STUDY QUESTIONS
a - Print the part of the health financing abstract from "These investments constitute" up to and including "each health system.".
b - Carry on the abstract about financial health equity from where it stops.

PASSAGE PROVIDED

[Start of Attachment]

441 Financial Health Equity. Intervention for Balance and Financial Stability of National Health Providing Institutions, , Health Promoters and Insurers

Thursday, April 26, 2012
Abay Poster Exhibition and Hall (Millennium Hall)
Background: 
A better or worse health systems are measured and influenced by the most limiting factors such as access, timeliness, coverage and equity in service to the population. France known for his good health system, as the country that spent on health per person in us $ 4056 per year equivalent to 11.1% of gross domestic product in which has the highest life expectancy with 81, in the other side the Republic of Congo with an investment of just $ 42 per year, corresponding to 2.1% of GDP with a life expectancy of only 54 years. (WHO 2006, table 1) 
These investments constitute a limit for health management , in developing countries have a very limited amount to beforcing production more efficiently and effectively using the few resources that have for handling each health system. 

Objectives:
• Achieve an efficient cost-effective management. 
• Rewarding healthcare companies who work toward prevention and reduce the prevalence of diseases that generate high costs, reducing spending generated by the advanced stages of preventable diseases.

[End of Attachment]

COLLECTED MATERIAL
[Start of Attachment]

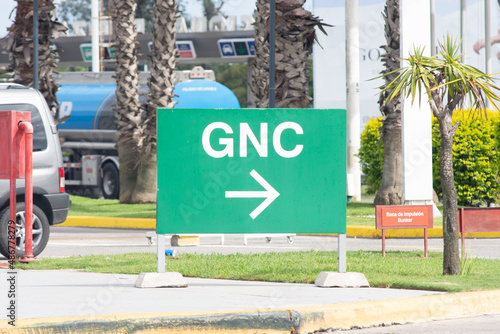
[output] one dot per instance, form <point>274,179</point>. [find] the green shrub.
<point>475,157</point>
<point>371,154</point>
<point>476,162</point>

[End of Attachment]

WRITTEN ANSWERS
a -
These investments constitute a limit for health management , in developing countries have a very limited amount to beforcing production more efficiently and effectively using the few resources that have for handling each health system.

b -
Methods:
Develop standardized guidelines for the management of diseases with evidence-based scientific rigor and an acceptable cost. 
Develop a monitoring system in management of health care promoting , insurance companies and health service institutions (like hospitals) use on disease prevention and control of risk factors that finally generate high costs. Also, analyze the results to generate internal policies. 

Results:
Building financial stability for all companies that comply with health prevention policies mentioned before, delivering a budget increase for those health care promoting companies whose load of with high-cost patients, exceeds the standard deviation and decrease the budget for those who have reduced load. 

This will reward only those companies who have a good intervention and prevention proceeds that has reduced load of these diseases through the time


Learning Objectives: Achieve an efficient cost-effective management. Reward healthcare companies who work toward prevention and reduce the prevalence of diseases that generate high costs, reducing spending generated by the advanced stages of preventable diseases.